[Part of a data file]
_ _ _
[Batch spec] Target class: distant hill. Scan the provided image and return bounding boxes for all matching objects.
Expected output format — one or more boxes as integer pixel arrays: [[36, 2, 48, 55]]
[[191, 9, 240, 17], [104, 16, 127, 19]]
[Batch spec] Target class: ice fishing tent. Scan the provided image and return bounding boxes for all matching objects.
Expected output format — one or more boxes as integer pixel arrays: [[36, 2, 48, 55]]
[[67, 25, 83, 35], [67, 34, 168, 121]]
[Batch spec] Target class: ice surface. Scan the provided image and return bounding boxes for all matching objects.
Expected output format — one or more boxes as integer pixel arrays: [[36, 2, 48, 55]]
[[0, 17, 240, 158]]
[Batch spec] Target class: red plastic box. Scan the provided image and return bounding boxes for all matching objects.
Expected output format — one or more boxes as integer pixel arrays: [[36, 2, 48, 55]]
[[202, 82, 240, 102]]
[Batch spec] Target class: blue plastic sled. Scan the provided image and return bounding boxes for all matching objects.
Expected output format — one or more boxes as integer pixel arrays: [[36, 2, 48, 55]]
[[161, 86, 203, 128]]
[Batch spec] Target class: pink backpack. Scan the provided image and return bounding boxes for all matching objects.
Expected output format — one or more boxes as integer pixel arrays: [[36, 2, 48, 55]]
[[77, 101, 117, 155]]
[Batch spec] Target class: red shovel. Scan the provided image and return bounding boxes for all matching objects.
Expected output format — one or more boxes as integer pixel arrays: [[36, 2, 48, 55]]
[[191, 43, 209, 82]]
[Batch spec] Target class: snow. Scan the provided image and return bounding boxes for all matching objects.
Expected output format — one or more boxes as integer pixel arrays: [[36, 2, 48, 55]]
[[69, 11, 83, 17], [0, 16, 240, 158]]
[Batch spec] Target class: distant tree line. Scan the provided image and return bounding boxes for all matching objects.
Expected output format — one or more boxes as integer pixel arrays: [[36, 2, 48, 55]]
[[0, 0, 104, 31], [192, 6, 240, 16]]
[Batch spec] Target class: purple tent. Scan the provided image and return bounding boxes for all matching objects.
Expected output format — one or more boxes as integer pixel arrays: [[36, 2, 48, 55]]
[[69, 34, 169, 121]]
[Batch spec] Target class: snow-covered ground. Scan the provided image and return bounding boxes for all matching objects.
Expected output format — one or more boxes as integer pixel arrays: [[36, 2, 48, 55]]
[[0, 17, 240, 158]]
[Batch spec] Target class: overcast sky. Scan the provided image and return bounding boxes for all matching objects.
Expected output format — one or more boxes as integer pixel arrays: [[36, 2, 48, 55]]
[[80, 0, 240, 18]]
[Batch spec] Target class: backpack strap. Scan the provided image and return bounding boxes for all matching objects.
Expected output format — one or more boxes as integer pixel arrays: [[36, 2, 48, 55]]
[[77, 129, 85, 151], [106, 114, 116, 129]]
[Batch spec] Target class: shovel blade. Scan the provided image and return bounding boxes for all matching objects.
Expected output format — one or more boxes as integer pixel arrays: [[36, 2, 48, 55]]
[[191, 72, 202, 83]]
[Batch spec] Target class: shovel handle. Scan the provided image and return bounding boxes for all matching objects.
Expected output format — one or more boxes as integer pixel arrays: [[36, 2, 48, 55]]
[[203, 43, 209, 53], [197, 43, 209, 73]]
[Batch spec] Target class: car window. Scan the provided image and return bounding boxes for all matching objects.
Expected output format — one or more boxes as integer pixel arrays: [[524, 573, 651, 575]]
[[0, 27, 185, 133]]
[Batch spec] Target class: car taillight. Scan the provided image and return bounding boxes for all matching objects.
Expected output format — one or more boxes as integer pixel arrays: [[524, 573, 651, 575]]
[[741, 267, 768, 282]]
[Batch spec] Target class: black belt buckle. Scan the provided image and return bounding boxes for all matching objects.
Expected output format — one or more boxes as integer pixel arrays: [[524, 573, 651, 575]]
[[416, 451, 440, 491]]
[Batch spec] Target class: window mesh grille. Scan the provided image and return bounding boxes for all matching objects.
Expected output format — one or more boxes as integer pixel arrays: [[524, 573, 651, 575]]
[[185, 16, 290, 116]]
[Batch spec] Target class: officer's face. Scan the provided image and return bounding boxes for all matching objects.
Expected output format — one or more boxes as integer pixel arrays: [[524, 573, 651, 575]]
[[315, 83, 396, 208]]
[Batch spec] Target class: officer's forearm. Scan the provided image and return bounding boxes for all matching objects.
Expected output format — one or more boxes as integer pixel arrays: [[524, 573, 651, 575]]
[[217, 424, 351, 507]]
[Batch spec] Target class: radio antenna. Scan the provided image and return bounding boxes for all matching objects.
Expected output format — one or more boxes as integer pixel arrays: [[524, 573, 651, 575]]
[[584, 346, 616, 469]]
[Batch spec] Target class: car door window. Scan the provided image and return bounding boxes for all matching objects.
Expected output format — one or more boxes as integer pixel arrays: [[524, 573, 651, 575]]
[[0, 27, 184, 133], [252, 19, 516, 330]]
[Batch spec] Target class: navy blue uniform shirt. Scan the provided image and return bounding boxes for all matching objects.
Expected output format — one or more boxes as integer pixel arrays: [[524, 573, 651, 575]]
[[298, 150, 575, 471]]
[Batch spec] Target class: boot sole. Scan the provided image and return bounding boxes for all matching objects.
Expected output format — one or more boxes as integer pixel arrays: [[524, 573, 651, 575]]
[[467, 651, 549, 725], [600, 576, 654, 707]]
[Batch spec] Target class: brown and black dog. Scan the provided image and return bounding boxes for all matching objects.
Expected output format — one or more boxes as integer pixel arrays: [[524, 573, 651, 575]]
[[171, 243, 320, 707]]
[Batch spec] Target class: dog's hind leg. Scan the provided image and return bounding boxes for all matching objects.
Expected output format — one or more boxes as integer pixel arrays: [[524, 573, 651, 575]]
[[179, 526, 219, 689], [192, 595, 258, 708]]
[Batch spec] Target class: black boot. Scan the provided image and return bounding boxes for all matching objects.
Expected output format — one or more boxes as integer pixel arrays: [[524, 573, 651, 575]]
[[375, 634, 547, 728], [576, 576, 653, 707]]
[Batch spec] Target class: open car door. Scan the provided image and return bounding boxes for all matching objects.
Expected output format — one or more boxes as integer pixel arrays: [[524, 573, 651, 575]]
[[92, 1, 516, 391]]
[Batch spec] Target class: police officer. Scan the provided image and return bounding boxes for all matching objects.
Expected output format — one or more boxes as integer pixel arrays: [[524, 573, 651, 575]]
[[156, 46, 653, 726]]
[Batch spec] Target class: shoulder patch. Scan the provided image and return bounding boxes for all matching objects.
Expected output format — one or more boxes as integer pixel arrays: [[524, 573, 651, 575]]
_ _ _
What to work on
Reproduce the data above line for line, changing nothing.

Problem solution
[Batch spec] Target class: distant hill. Scan the provided image and return bounding boxes for all matching objects.
Expected output format — one or more boxes as integer pixel arrays: [[36, 2, 48, 55]]
[[191, 9, 240, 17], [104, 16, 127, 19]]
[Batch spec] Target class: ice fishing tent. Scan the provided image and return bounding boxes for all matching objects.
Expected output format — one or more boxes as integer pixel arrays: [[36, 2, 48, 55]]
[[67, 25, 83, 35], [67, 34, 168, 121]]
[Batch spec] Target class: ice surface. Scan the provided image and return bounding boxes for all matching objects.
Expected output format — one or more boxes as integer pixel arrays: [[36, 2, 48, 55]]
[[0, 17, 240, 158]]
[Batch spec] Target class: red plastic box. Scan the provided image and return bounding boxes for all matching objects.
Expected output format — one or more boxes as integer pixel arrays: [[36, 2, 48, 55]]
[[202, 82, 240, 102]]
[Batch spec] Target class: blue plastic sled. Scan the provided image and return bounding boxes for all matching objects.
Expected output format — one or more boxes as integer pixel arrays: [[36, 2, 48, 55]]
[[161, 86, 203, 128]]
[Batch spec] Target class: pink backpack. Scan the provided image and return bounding boxes for all matching objects.
Expected output format — one or more boxes as integer pixel arrays: [[36, 2, 48, 55]]
[[77, 101, 117, 155]]
[Batch spec] Target class: red shovel. Scan the provided image and return bounding boxes for all matching objects.
Expected output format — one or more boxes as integer pixel arrays: [[36, 2, 48, 55]]
[[191, 43, 209, 82]]
[Batch spec] Target class: snow. Scan the provided image and return bounding boxes for all matching objects.
Expected output format — one or more boxes as integer pixel arrays: [[36, 2, 48, 55]]
[[69, 11, 83, 17], [0, 16, 240, 158]]
[Batch spec] Target class: distant tree line. Scan the provided image and return bounding boxes for all matching objects.
Expected output format — one or more boxes as integer pixel arrays: [[36, 2, 48, 55]]
[[0, 0, 104, 31], [192, 6, 240, 16]]
[Batch spec] Target class: purple tent. Scan the provided image and return bounding boxes for all matching objects.
Expected output format — one or more boxes as integer pixel arrays: [[36, 2, 48, 55]]
[[69, 34, 169, 121]]
[Batch spec] Target class: snow-covered ground. Scan the provided image and return bounding boxes for all matching objects.
Expected output format — one or more boxes as integer pixel arrays: [[36, 2, 48, 55]]
[[0, 17, 240, 158]]
[Batch spec] Target class: overcast sky. Scan the provided image and return bounding boxes for all matching objects.
Expected output format — one or more boxes as integer pixel arrays: [[36, 2, 48, 55]]
[[80, 0, 240, 18]]
[Batch spec] Target class: backpack strap. Scan the provided image and return bounding boxes for all matching objects.
Expected output format — one or more boxes as integer pixel arrays: [[36, 2, 48, 55]]
[[77, 129, 85, 151], [106, 114, 116, 129]]
[Batch spec] Target class: shovel blade. Scan the provided image and return bounding boxes for all matching objects.
Expected output format — one or more boxes as integer pixel arrays: [[36, 2, 48, 55]]
[[191, 72, 202, 83]]
[Batch spec] Target class: shovel handle. Scan the provided image and return bounding boxes for all matching objects.
Expected output format — one or more boxes as integer pixel arrays: [[36, 2, 48, 55]]
[[203, 43, 209, 53], [197, 43, 209, 73]]
[Batch spec] Target class: car window. Scan the provided image and return bounding boxes for all matching objects.
Expected output format — one or more boxes as integer pixel arrays: [[524, 573, 651, 575]]
[[0, 27, 185, 133]]
[Batch spec] Target class: car taillight. Scan the provided image and return bounding boxes for all matching objects.
Expected output format — one or more boxes as integer pixel arrays: [[524, 573, 651, 575]]
[[741, 267, 768, 282]]
[Batch spec] Target class: black belt buckle. Scan the provided image and return bounding boxes for all matching objects.
Expected output format — one or more boxes as integer pixel arrays: [[524, 573, 651, 575]]
[[416, 451, 440, 491]]
[Batch spec] Target class: window mesh grille. Scan the provided image and return bounding boxes for all matching objects.
Expected output format — one or more boxes as integer pixel arrays: [[524, 573, 651, 575]]
[[185, 16, 290, 116]]
[Batch spec] Target class: officer's face. Scan the provided image and return bounding boxes for all matching objects.
Expected output format — one or more boxes as integer pixel arrays: [[524, 573, 651, 575]]
[[315, 83, 396, 208]]
[Batch spec] Target class: officer's forearm. Scan the provided image and return bounding boxes for all matching objects.
Expected output format — one or more boxes as integer pixel arrays: [[524, 573, 651, 575]]
[[217, 424, 351, 507]]
[Batch spec] Target class: radio antenna. Scan the provided image and return bounding boxes for all matching objects.
Expected output format — one or more boxes as integer pixel arrays: [[524, 573, 651, 575]]
[[584, 346, 616, 469]]
[Batch spec] Target class: car door window. Scan the provided image and return bounding boxes for all matching objects.
Expected output format — one or more boxes as integer pixel arrays: [[524, 573, 651, 575]]
[[0, 27, 184, 133], [252, 19, 516, 330]]
[Batch spec] Target class: navy blue uniform shirt. Scan the provided image and return bounding boxes for all matching objects.
Expected output format — one or more boxes as integer pixel arrays: [[524, 573, 651, 575]]
[[298, 150, 575, 471]]
[Batch spec] Target class: boot sole. Scan the provided image and return bounding boxes for all matching objects.
Expected output format — one or more boxes as integer pixel arrays: [[524, 573, 651, 575]]
[[467, 651, 549, 725], [600, 576, 654, 707]]
[Batch spec] Target class: brown and black dog. Scan the provided image and return bounding boxes for all matching objects.
Expected output format — one or more boxes as integer pixel arrays: [[524, 573, 651, 575]]
[[171, 243, 320, 707]]
[Batch spec] Target class: dog's hind leg. Scan the provided image and return bounding boxes for all matching objects.
Expected output format — one or more boxes as integer pixel arrays: [[524, 573, 651, 575]]
[[179, 526, 219, 689], [192, 595, 258, 708]]
[Batch spec] Target class: black boot. Scan the provided image and return bounding boxes for all matching objects.
Expected output format — one or more boxes as integer pixel arrays: [[524, 573, 651, 575]]
[[375, 634, 547, 728], [576, 576, 653, 707]]
[Batch spec] Target class: open car door. Scan the provided image and return bounding boxes for all matching objects.
Expected output format — one or more boxes as integer pixel arrays: [[524, 573, 651, 575]]
[[92, 1, 516, 391]]
[Batch spec] Target class: police officer. Scan the provided image and return bounding boxes for all matching objects.
Expected output format — one or more boxes as integer pixel arrays: [[524, 573, 651, 575]]
[[156, 46, 653, 726]]
[Batch spec] Target class: shoulder patch. Scan the provided image and return bounding boxes for all matching objects.
Expected output format — one or more boxes as integer pixel arrays: [[524, 573, 651, 575]]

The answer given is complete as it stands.